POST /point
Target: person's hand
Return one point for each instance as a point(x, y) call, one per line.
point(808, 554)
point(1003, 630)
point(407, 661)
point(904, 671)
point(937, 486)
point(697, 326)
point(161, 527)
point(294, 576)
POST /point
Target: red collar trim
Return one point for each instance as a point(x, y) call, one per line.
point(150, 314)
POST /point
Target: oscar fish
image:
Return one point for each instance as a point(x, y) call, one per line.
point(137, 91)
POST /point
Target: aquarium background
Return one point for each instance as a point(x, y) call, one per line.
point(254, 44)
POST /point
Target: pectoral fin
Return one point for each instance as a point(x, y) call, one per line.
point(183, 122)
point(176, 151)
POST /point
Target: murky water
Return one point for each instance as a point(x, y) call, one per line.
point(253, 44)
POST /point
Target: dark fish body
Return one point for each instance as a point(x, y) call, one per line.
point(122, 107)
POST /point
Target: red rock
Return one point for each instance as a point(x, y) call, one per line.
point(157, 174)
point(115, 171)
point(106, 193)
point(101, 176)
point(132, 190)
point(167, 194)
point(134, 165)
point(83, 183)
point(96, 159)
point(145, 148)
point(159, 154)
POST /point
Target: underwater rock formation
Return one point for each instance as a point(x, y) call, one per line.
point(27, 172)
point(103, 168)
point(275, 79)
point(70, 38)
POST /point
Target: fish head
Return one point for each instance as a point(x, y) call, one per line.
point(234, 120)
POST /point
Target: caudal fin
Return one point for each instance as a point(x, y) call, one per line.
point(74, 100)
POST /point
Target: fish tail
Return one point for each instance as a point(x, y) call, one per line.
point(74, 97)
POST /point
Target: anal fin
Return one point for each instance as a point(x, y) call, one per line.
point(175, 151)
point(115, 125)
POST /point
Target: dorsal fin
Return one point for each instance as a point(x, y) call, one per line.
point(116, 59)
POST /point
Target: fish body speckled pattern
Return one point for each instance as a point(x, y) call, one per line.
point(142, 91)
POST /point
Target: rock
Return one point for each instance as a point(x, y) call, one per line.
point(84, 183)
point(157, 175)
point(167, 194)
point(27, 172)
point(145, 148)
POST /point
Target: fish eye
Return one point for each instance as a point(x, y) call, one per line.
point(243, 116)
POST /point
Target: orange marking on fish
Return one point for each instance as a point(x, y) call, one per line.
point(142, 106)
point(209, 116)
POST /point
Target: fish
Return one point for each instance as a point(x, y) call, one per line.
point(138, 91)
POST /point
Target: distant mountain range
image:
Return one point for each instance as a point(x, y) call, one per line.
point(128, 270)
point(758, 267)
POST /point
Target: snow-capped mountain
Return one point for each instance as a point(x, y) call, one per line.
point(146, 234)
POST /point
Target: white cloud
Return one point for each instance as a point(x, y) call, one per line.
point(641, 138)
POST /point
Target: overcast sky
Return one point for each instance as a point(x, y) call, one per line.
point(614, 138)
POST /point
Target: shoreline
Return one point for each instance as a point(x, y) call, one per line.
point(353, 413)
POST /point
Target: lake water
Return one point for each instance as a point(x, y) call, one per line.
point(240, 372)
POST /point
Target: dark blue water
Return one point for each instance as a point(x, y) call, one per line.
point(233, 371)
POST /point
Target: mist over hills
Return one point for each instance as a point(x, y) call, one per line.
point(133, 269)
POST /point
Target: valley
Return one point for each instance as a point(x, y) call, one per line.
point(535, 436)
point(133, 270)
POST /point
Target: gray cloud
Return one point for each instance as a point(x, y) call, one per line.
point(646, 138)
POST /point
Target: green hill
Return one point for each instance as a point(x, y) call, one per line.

──────

Pick out every line of the data above that contains the word "rock", and copy each of those lines out in full.

:: RESPONSE ::
Target: red rock
Target: underwater rock formation
Target: rock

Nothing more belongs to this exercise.